*Required work:* Copy out the data below, swapping "rear bumper" for "front bumper" and changing nothing else.

*Stored data:*
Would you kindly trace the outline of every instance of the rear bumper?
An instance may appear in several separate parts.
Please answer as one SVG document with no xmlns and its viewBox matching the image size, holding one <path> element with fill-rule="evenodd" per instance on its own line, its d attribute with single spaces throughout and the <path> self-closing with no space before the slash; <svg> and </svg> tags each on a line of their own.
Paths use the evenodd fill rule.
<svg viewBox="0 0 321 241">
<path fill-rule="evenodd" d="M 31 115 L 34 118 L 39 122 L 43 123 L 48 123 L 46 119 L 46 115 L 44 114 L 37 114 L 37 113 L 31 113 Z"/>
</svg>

*Answer below:*
Would you kindly trace the outline of every instance of the front bumper?
An instance may appear in several separate parts.
Please answer as one SVG document with no xmlns and its viewBox matching the image size, holding one <path> element with fill-rule="evenodd" per instance on its own line, its d attribute with single spaces throughout and the <path> self-closing with no space before the slash; <svg> and </svg> tags each on a line of their own.
Paths use the evenodd fill rule.
<svg viewBox="0 0 321 241">
<path fill-rule="evenodd" d="M 31 115 L 34 118 L 39 122 L 43 123 L 48 123 L 46 119 L 46 115 L 44 114 L 37 114 L 37 113 L 31 113 Z"/>
</svg>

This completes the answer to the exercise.